◆ **AIM OF THE TASK**
From the listing below, copy only the lines running from the line that contains "positive clicks: (886, 798)" to the line that contains "negative clicks: (923, 750)", both included.

◆ **SUPPLIED MATERIAL**
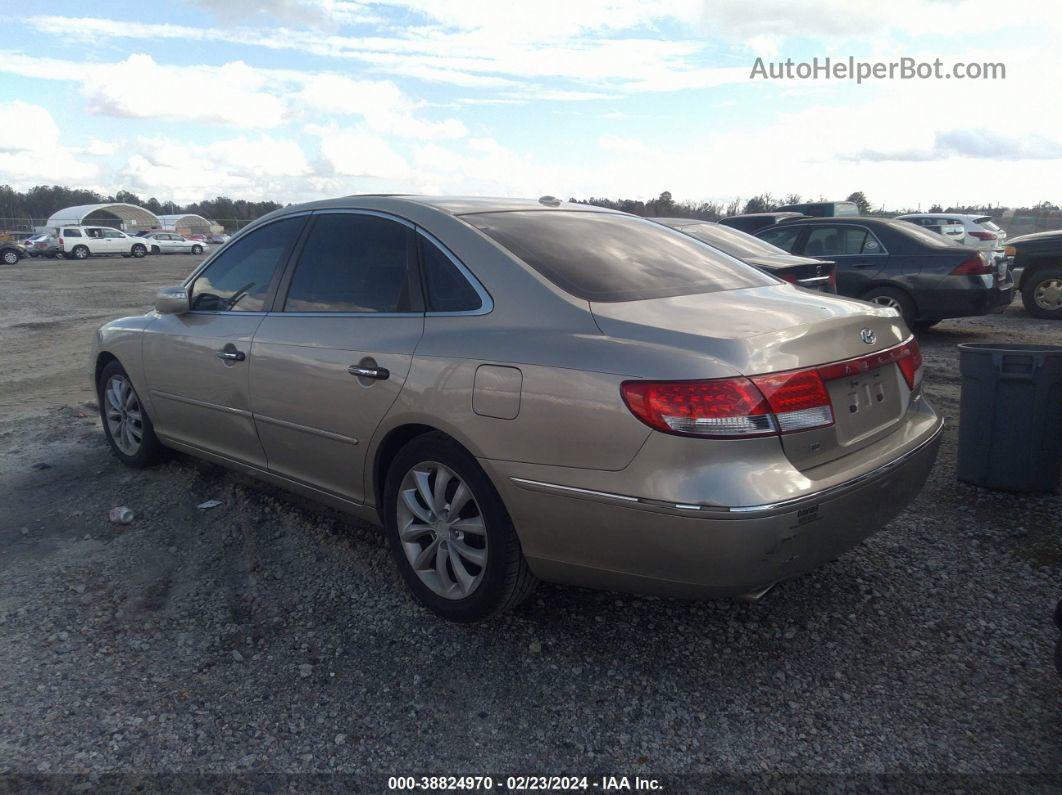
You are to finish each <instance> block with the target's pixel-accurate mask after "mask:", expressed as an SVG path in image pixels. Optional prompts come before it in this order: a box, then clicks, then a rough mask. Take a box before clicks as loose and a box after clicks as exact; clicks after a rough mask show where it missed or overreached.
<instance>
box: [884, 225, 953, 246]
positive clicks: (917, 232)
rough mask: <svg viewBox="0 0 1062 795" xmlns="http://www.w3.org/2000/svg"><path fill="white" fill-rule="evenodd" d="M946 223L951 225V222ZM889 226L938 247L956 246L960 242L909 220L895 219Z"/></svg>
mask: <svg viewBox="0 0 1062 795" xmlns="http://www.w3.org/2000/svg"><path fill="white" fill-rule="evenodd" d="M941 223H943V222H941ZM944 225H946V226H949V225H950V224H944ZM889 226H891V227H892V228H893V229H895V230H896V231H898V232H902V234H904V235H906V236H907V237H909V238H915V239H917V240H919V241H920V242H922V243H925V244H927V245H931V246H935V247H937V248H954V247H955V246H957V245H959V243H957V242H956V241H954V240H952V239H950V238H946V237H944V236H943V235H941V234H940V232H936V231H933V230H932V229H926V228H924V227H922V226H917V225H915V224H912V223H910V222H908V221H893V222H892V223H890V224H889Z"/></svg>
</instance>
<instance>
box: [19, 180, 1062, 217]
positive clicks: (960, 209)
mask: <svg viewBox="0 0 1062 795" xmlns="http://www.w3.org/2000/svg"><path fill="white" fill-rule="evenodd" d="M569 201H571V202H576V203H578V204H587V205H594V206H596V207H609V208H611V209H615V210H622V211H624V212H631V213H633V214H635V215H645V217H649V218H668V217H671V218H690V219H700V220H703V221H718V220H719V219H721V218H726V217H727V215H738V214H741V213H747V212H770V211H772V210H775V209H777V208H778V207H783V206H785V205H790V204H801V203H802V202H804V201H807V202H825V201H829V200H826V198H825V197H823V196H819V197H818V198H810V197H808V198H803V197H802V196H801V194H799V193H787V194H785V195H781V196H774V195H773V194H771V193H760V194H758V195H755V196H752V197H751V198H748V200H741V198H735V200H733V201H732V202H726V203H722V202H692V201H684V202H675V201H674V198H673V197H672V195H671V193H670V191H664V192H663V193H661V194H660V195H658V196H657V197H656V198H650V200H648V201H643V200H639V198H606V197H603V196H590V197H589V198H575V197H572V198H570V200H569ZM845 201H849V202H855V203H856V204H857V205H859V211H860V212H861V213H862V214H881V215H894V214H900V213H902V212H915V211H917V209H915V208H907V209H905V210H895V211H891V212H886V211H885V210H884V208H881V209H877V210H875V209H874V208H873V206H872V205H871V203H870V201H869V200H868V198H867V196H866V195H864V194H863V192H862V191H855V192H854V193H851V194H850V195H849V196H847V197H846V200H845ZM107 202H123V203H126V204H135V205H139V206H140V207H145V208H147V209H149V210H151V211H152V212H154V213H155V214H157V215H162V214H174V213H195V214H199V215H203V217H204V218H208V219H211V220H219V221H221V220H224V221H253V220H254V219H256V218H259V217H261V215H264V214H265V213H267V212H272V211H273V210H275V209H279V208H280V207H282V206H284V205H282V204H280V203H279V202H247V201H245V200H242V198H237V200H233V198H228V197H227V196H218V197H217V198H212V200H205V201H203V202H192V203H191V204H185V205H179V204H174V203H172V202H165V203H164V202H159V201H158V200H157V198H155V197H154V196H151V197H149V198H142V197H141V196H139V195H137V194H136V193H131V192H130V191H126V190H120V191H118V192H117V193H115V194H114V195H103V194H101V193H97V192H96V191H92V190H84V189H79V188H66V187H63V186H58V185H52V186H48V185H38V186H37V187H35V188H30V189H29V190H25V191H17V190H15V189H14V188H12V187H11V186H7V185H2V186H0V219H8V220H10V219H40V220H44V219H47V218H49V217H50V215H51V214H52V213H53V212H55V211H56V210H61V209H63V208H64V207H72V206H76V205H83V204H103V203H107ZM1001 210H1003V208H1001V207H982V206H981V207H978V206H953V207H943V206H941V205H939V204H938V205H933V206H932V207H930V208H929V209H928V210H926V212H963V213H974V214H986V215H996V217H997V215H999V214H1000V212H1001ZM1058 210H1059V207H1058V206H1057V205H1055V204H1052V203H1051V202H1040V203H1039V204H1037V205H1034V206H1033V207H1031V208H1030V207H1025V208H1018V212H1024V213H1027V214H1049V213H1052V212H1057V211H1058Z"/></svg>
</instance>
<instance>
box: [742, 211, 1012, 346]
mask: <svg viewBox="0 0 1062 795" xmlns="http://www.w3.org/2000/svg"><path fill="white" fill-rule="evenodd" d="M757 237H759V238H760V239H763V240H766V241H767V242H768V243H772V244H773V245H776V246H778V247H780V248H783V249H785V250H787V252H789V253H791V254H797V255H801V256H804V257H823V258H826V259H829V260H833V261H834V262H836V263H837V292H838V293H840V294H841V295H847V296H851V297H853V298H861V299H863V300H868V301H871V303H872V304H879V305H881V306H885V307H891V308H892V309H895V310H896V311H897V312H900V314H901V315H902V316H903V318H904V321H905V322H906V323H907V325H908V326H912V327H913V326H922V327H928V326H931V325H933V324H935V323H938V322H939V321H941V319H943V318H945V317H965V316H967V315H980V314H988V313H992V312H1001V311H1004V309H1006V308H1007V306H1008V305H1009V304H1010V301H1011V300H1012V298H1013V296H1014V282H1013V280H1012V279H1011V278H1010V276H1009V274H1008V273H1007V269H1006V265H1005V264H1004V263H1001V262H1000V263H998V265H997V266H993V265H992V264H991V263H990V262H989V261H988V259H987V258H986V257H984V254H983V253H982V252H981V250H979V249H977V248H971V247H970V246H961V245H959V244H957V243H954V242H952V241H950V240H947V239H945V238H944V237H942V236H940V235H936V234H933V232H931V231H926V230H924V229H921V228H919V227H918V226H915V225H914V224H910V223H907V222H906V221H894V220H890V219H878V218H859V217H856V218H833V219H811V218H808V219H797V220H793V221H785V222H783V223H781V224H777V225H775V226H773V227H770V228H768V229H764V230H763V231H760V232H759V234H758V235H757Z"/></svg>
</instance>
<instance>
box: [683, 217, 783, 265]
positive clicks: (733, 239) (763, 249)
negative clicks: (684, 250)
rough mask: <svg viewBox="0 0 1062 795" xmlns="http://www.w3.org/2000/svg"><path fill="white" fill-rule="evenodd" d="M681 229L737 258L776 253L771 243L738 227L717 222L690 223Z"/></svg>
mask: <svg viewBox="0 0 1062 795" xmlns="http://www.w3.org/2000/svg"><path fill="white" fill-rule="evenodd" d="M681 231H683V232H685V234H686V235H689V236H690V237H693V238H697V239H698V240H700V241H701V242H702V243H707V244H708V245H714V246H716V247H717V248H720V249H722V250H723V252H725V253H726V254H730V255H731V256H734V257H737V258H739V259H740V258H741V257H761V256H764V255H775V254H777V250H776V249H775V248H774V247H773V246H772V245H770V244H769V243H765V242H764V241H763V240H760V239H759V238H754V237H753V236H752V235H749V234H747V232H743V231H741V230H740V229H732V228H730V227H727V226H720V225H719V224H690V225H689V226H683V227H681Z"/></svg>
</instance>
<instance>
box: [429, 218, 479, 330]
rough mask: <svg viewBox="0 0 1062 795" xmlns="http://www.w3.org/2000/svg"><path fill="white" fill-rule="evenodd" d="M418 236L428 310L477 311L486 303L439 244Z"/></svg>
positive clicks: (433, 310)
mask: <svg viewBox="0 0 1062 795" xmlns="http://www.w3.org/2000/svg"><path fill="white" fill-rule="evenodd" d="M418 237H419V244H421V266H422V267H423V269H424V287H425V293H426V297H427V305H428V311H429V312H474V311H476V310H477V309H480V308H481V307H482V306H483V301H482V300H481V299H480V297H479V293H477V292H476V289H475V288H474V287H473V286H472V284H469V283H468V279H466V278H465V277H464V274H462V273H461V271H459V270H458V266H457V265H455V264H453V262H451V261H450V258H449V257H447V256H446V255H445V254H443V252H442V250H441V249H440V247H439V246H438V245H435V244H434V243H432V242H431V241H430V240H428V239H427V238H425V237H423V236H418Z"/></svg>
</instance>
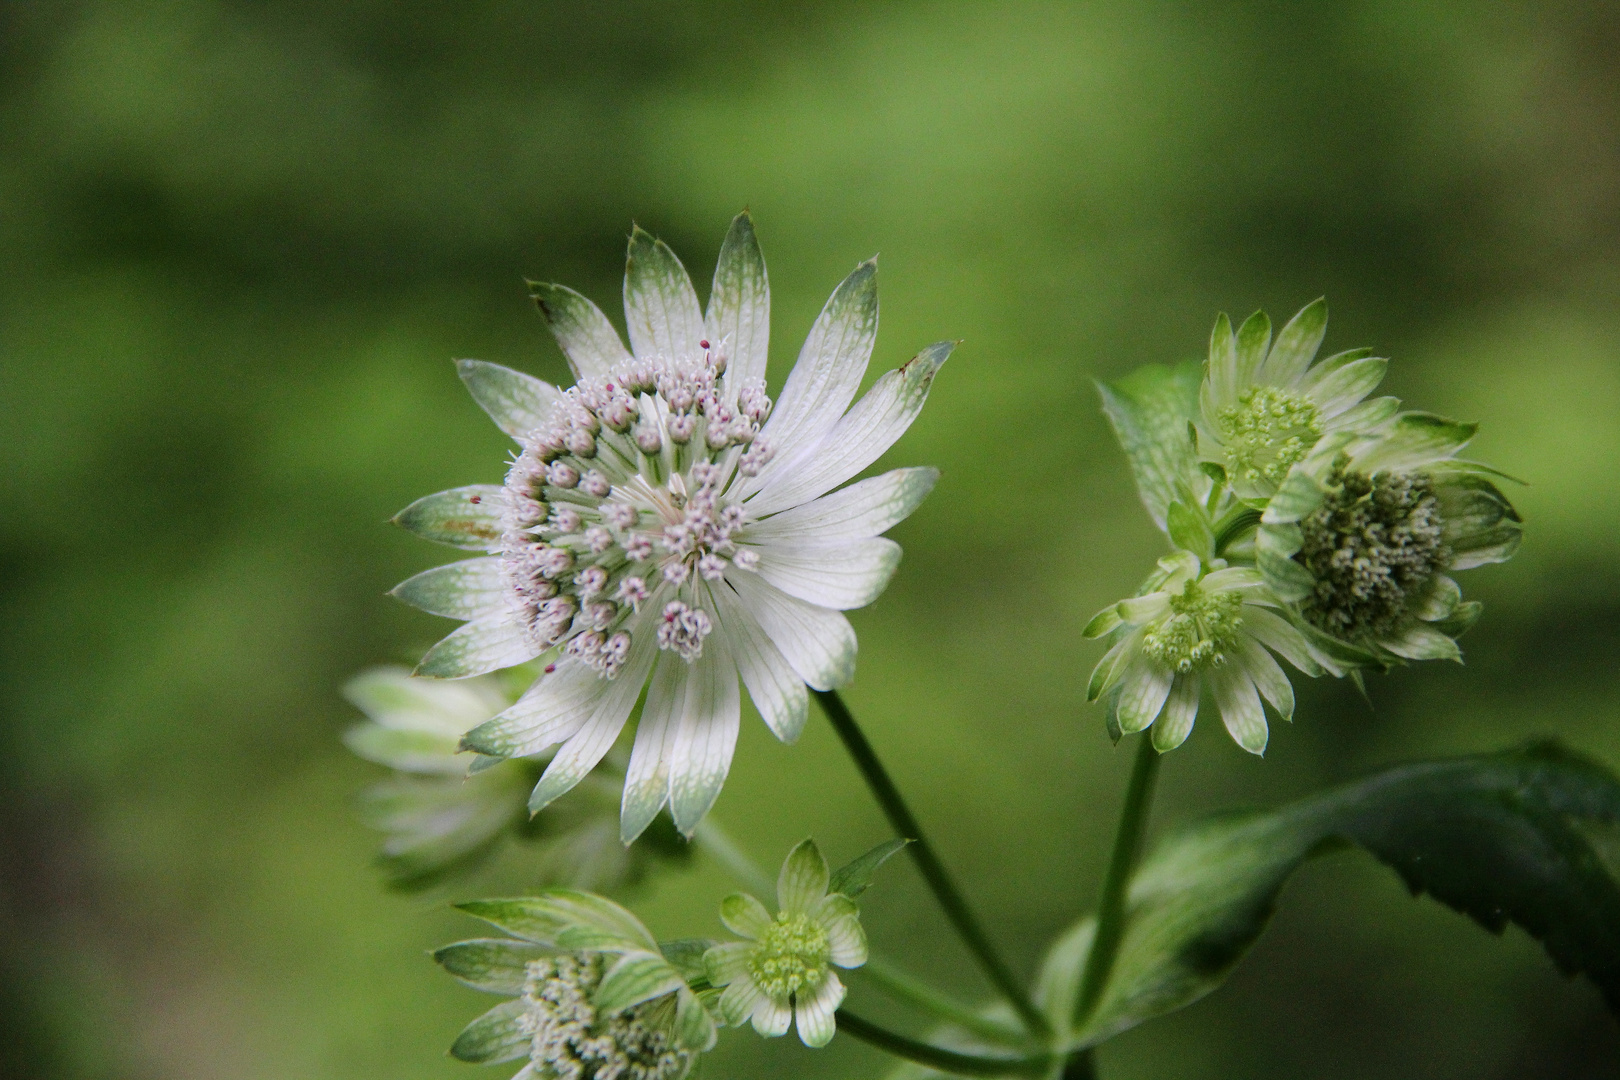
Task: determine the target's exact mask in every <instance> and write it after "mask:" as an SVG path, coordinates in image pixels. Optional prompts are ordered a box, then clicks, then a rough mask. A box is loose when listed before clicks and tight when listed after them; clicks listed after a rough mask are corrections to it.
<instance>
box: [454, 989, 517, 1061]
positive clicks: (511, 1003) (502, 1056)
mask: <svg viewBox="0 0 1620 1080" xmlns="http://www.w3.org/2000/svg"><path fill="white" fill-rule="evenodd" d="M525 1007H527V1002H525V1001H523V999H522V997H518V999H515V1001H502V1002H501V1004H499V1006H496V1007H494V1009H491V1010H489V1012H486V1014H484V1015H481V1017H478V1018H476V1020H473V1022H471V1023H468V1025H467V1027H465V1028H462V1033H460V1035H457V1036H455V1044H452V1046H450V1057H455V1059H457V1061H470V1062H475V1064H492V1062H501V1061H517V1059H518V1057H528V1051H530V1044H531V1041H533V1035H530V1033H525V1031H523V1028H522V1025H520V1022H518V1018H520V1017H522V1015H523V1010H525Z"/></svg>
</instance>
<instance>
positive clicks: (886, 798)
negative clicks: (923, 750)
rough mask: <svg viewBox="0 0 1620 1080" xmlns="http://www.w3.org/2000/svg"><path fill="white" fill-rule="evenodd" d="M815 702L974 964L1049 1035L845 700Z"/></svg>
mask: <svg viewBox="0 0 1620 1080" xmlns="http://www.w3.org/2000/svg"><path fill="white" fill-rule="evenodd" d="M813 693H815V696H816V701H820V703H821V709H823V711H825V712H826V719H828V721H831V722H833V730H836V732H838V737H839V738H841V740H842V742H844V748H846V750H847V751H849V756H851V758H854V759H855V767H857V769H860V776H862V777H863V779H865V780H867V787H870V789H872V795H873V798H876V800H878V805H880V806H881V808H883V813H885V814H886V816H888V819H889V826H893V827H894V832H896V834H897V836H901V837H902V839H907V840H910V844H907V845H906V850H907V852H910V857H912V858H914V860H915V861H917V870H919V871H922V876H923V881H927V882H928V887H930V889H932V891H933V895H935V899H936V900H938V902H940V907H941V908H944V916H946V918H948V920H951V926H954V928H956V933H957V936H961V939H962V944H966V946H967V950H969V952H972V954H974V959H975V960H978V967H980V968H982V970H983V973H985V976H987V978H988V980H990V983H991V984H993V986H995V988H996V989H998V991H1001V996H1003V997H1006V999H1008V1002H1009V1004H1011V1006H1013V1009H1014V1010H1017V1015H1019V1018H1021V1020H1022V1022H1024V1027H1027V1028H1029V1030H1030V1031H1032V1033H1035V1035H1038V1036H1040V1038H1050V1036H1051V1025H1050V1023H1047V1017H1043V1015H1042V1014H1040V1010H1038V1009H1035V1004H1034V1002H1032V1001H1030V997H1029V994H1025V993H1024V988H1022V986H1021V984H1019V981H1017V980H1016V978H1014V976H1013V972H1011V968H1008V965H1006V963H1003V962H1001V957H1000V955H998V954H996V950H995V946H991V944H990V938H988V936H987V934H985V931H983V928H982V926H980V925H978V920H977V918H975V916H974V912H972V908H969V907H967V900H966V899H964V897H962V894H961V891H957V887H956V882H954V881H951V874H949V873H948V871H946V870H944V863H941V861H940V857H938V855H935V852H933V845H932V844H928V839H927V837H925V836H923V832H922V826H920V824H917V818H915V816H914V814H912V811H910V808H909V806H907V805H906V800H904V798H902V797H901V792H899V789H897V787H894V780H891V779H889V774H888V769H885V767H883V763H881V761H878V755H876V751H875V750H873V748H872V743H868V742H867V737H865V733H863V732H862V730H860V725H859V724H855V717H854V716H852V714H851V712H849V708H847V706H846V704H844V699H842V698H841V696H838V691H836V690H816V691H813Z"/></svg>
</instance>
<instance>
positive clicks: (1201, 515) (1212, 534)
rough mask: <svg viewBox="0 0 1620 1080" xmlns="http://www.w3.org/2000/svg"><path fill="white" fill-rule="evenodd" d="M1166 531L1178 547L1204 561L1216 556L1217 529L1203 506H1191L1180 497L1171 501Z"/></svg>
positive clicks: (1168, 515) (1210, 558)
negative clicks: (1210, 526)
mask: <svg viewBox="0 0 1620 1080" xmlns="http://www.w3.org/2000/svg"><path fill="white" fill-rule="evenodd" d="M1165 531H1166V533H1168V534H1170V541H1171V542H1173V544H1174V546H1176V547H1181V549H1184V551H1191V552H1192V554H1194V555H1197V557H1199V559H1202V560H1204V562H1209V560H1210V559H1213V557H1215V529H1213V528H1210V517H1209V513H1205V512H1204V508H1202V507H1199V505H1191V507H1189V505H1187V504H1186V502H1181V500H1179V499H1178V500H1174V502H1171V504H1170V507H1168V508H1166V510H1165Z"/></svg>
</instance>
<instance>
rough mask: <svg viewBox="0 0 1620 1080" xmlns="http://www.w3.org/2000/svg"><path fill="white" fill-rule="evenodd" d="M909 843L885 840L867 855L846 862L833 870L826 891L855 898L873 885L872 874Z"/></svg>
mask: <svg viewBox="0 0 1620 1080" xmlns="http://www.w3.org/2000/svg"><path fill="white" fill-rule="evenodd" d="M907 844H910V840H885V842H883V844H880V845H876V847H875V848H872V850H870V852H867V853H865V855H862V857H859V858H854V860H851V861H849V863H844V865H842V866H839V868H838V870H834V871H833V878H831V881H829V884H828V887H826V891H828V892H842V894H844V895H847V897H849V899H851V900H854V899H855V897H859V895H860V894H862V892H865V891H867V889H868V887H870V886H872V874H875V873H878V866H881V865H883V863H886V861H889V858H891V857H893V855H894V853H896V852H899V850H901V848H902V847H906V845H907Z"/></svg>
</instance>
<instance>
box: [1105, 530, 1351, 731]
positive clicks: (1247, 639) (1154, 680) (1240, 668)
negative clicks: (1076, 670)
mask: <svg viewBox="0 0 1620 1080" xmlns="http://www.w3.org/2000/svg"><path fill="white" fill-rule="evenodd" d="M1215 563H1218V565H1210V567H1205V565H1204V563H1202V560H1199V557H1197V555H1194V554H1191V552H1186V551H1179V552H1174V554H1171V555H1166V557H1163V559H1160V560H1158V572H1157V573H1153V575H1152V576H1150V578H1149V580H1147V583H1145V585H1144V589H1142V594H1139V596H1136V597H1132V599H1128V601H1119V602H1118V604H1111V606H1108V607H1105V609H1103V610H1102V612H1098V614H1097V617H1093V619H1092V620H1090V623H1087V627H1085V630H1084V633H1085V636H1087V638H1098V636H1102V635H1113V638H1115V643H1113V648H1110V649H1108V653H1106V654H1105V656H1103V659H1102V661H1100V662H1098V664H1097V669H1095V670H1093V672H1092V680H1090V687H1089V690H1087V699H1089V701H1097V699H1098V698H1103V696H1110V699H1108V722H1110V729H1113V730H1115V732H1118V733H1123V735H1129V733H1134V732H1140V730H1145V729H1149V727H1152V737H1153V746H1157V748H1158V750H1160V751H1166V750H1174V748H1176V746H1179V745H1181V743H1183V742H1184V740H1186V738H1187V735H1189V733H1191V732H1192V724H1194V721H1196V719H1197V714H1199V699H1200V696H1202V693H1204V690H1205V688H1209V690H1210V695H1212V698H1213V701H1215V708H1217V709H1218V711H1220V716H1221V721H1223V722H1225V724H1226V730H1228V732H1230V733H1231V737H1233V738H1234V740H1236V742H1238V745H1239V746H1243V748H1244V750H1247V751H1249V753H1255V755H1259V753H1264V751H1265V742H1267V733H1268V730H1267V724H1265V708H1264V706H1262V704H1260V699H1262V698H1264V699H1265V701H1268V703H1270V706H1272V708H1273V709H1277V714H1278V716H1281V717H1283V719H1285V721H1290V719H1293V714H1294V690H1293V685H1291V683H1290V682H1288V675H1286V674H1283V669H1281V667H1280V665H1278V664H1277V661H1275V659H1273V657H1272V653H1277V654H1278V656H1281V657H1283V659H1286V661H1288V662H1290V664H1293V665H1294V667H1296V669H1299V670H1301V672H1304V674H1307V675H1312V677H1314V675H1320V674H1322V667H1320V665H1319V664H1317V661H1315V657H1314V656H1312V649H1311V646H1309V644H1307V641H1306V638H1304V635H1301V631H1299V630H1298V628H1296V627H1293V625H1291V623H1290V622H1288V620H1286V619H1285V617H1283V615H1281V614H1278V610H1277V609H1278V607H1281V604H1280V602H1278V599H1277V597H1275V596H1272V591H1270V589H1268V588H1267V585H1265V580H1264V578H1262V576H1260V573H1259V572H1257V570H1254V568H1251V567H1226V565H1220V563H1221V560H1215Z"/></svg>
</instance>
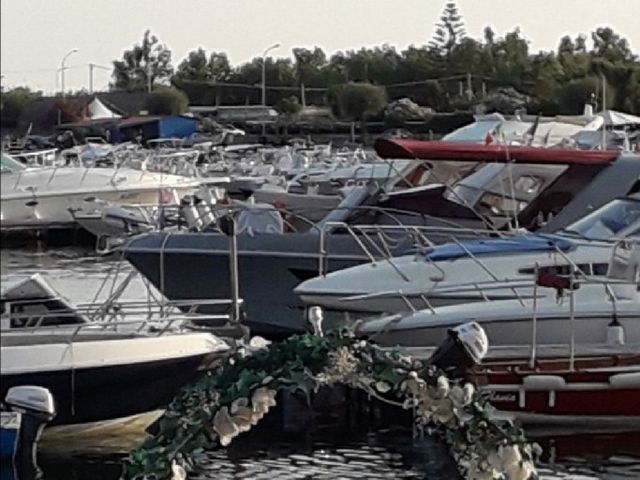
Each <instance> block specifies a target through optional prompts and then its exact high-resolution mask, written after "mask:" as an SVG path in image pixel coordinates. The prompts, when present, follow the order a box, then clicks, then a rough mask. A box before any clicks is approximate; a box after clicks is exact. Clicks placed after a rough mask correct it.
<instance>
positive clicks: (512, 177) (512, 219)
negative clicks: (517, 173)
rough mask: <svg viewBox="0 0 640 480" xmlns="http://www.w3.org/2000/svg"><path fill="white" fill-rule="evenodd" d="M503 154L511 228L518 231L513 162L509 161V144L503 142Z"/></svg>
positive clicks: (517, 206) (505, 141) (519, 225)
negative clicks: (504, 143) (510, 191)
mask: <svg viewBox="0 0 640 480" xmlns="http://www.w3.org/2000/svg"><path fill="white" fill-rule="evenodd" d="M504 148H505V153H506V155H507V173H508V174H509V188H511V201H512V202H513V219H512V220H513V228H514V229H515V230H518V229H519V228H520V222H518V204H517V201H516V186H515V182H514V181H513V168H512V165H513V162H512V160H511V152H509V144H508V143H507V141H506V140H505V144H504Z"/></svg>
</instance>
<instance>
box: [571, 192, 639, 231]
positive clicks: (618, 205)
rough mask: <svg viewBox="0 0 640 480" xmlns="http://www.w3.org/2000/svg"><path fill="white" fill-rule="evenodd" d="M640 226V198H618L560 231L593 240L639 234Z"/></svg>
mask: <svg viewBox="0 0 640 480" xmlns="http://www.w3.org/2000/svg"><path fill="white" fill-rule="evenodd" d="M639 228H640V200H637V199H631V198H627V199H617V200H613V201H612V202H609V203H607V204H606V205H605V206H603V207H601V208H599V209H598V210H596V211H594V212H592V213H590V214H589V215H587V216H586V217H584V218H582V219H581V220H578V221H577V222H575V223H573V224H571V225H569V226H568V227H567V228H566V229H562V230H560V233H565V234H568V235H578V236H581V237H586V238H588V239H591V240H609V239H611V238H614V237H629V236H637V235H638V229H639Z"/></svg>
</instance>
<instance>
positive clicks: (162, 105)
mask: <svg viewBox="0 0 640 480" xmlns="http://www.w3.org/2000/svg"><path fill="white" fill-rule="evenodd" d="M188 107H189V99H188V98H187V95H186V94H185V93H184V92H183V91H182V90H178V89H177V88H173V87H164V86H160V87H158V88H156V89H155V90H154V91H153V92H152V93H151V94H149V96H148V97H147V99H146V102H145V108H146V109H147V111H148V112H149V114H151V115H180V114H183V113H185V112H186V111H187V109H188Z"/></svg>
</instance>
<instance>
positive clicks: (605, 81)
mask: <svg viewBox="0 0 640 480" xmlns="http://www.w3.org/2000/svg"><path fill="white" fill-rule="evenodd" d="M606 109H607V79H606V78H605V77H604V75H602V112H603V113H604V111H605V110H606ZM606 148H607V125H606V120H605V123H603V125H602V150H605V149H606Z"/></svg>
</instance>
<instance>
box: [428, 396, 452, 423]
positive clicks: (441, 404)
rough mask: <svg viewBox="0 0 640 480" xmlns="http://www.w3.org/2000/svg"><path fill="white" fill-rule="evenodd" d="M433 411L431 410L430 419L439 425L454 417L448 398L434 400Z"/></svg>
mask: <svg viewBox="0 0 640 480" xmlns="http://www.w3.org/2000/svg"><path fill="white" fill-rule="evenodd" d="M434 406H435V409H434V410H432V413H431V417H432V418H433V419H434V420H435V421H436V422H439V423H447V422H448V421H449V420H451V419H452V418H453V416H454V412H453V404H452V403H451V400H449V399H448V398H443V399H441V400H436V401H435V402H434Z"/></svg>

◆ **EXERCISE SOLUTION**
positive clicks: (886, 798)
negative clicks: (923, 750)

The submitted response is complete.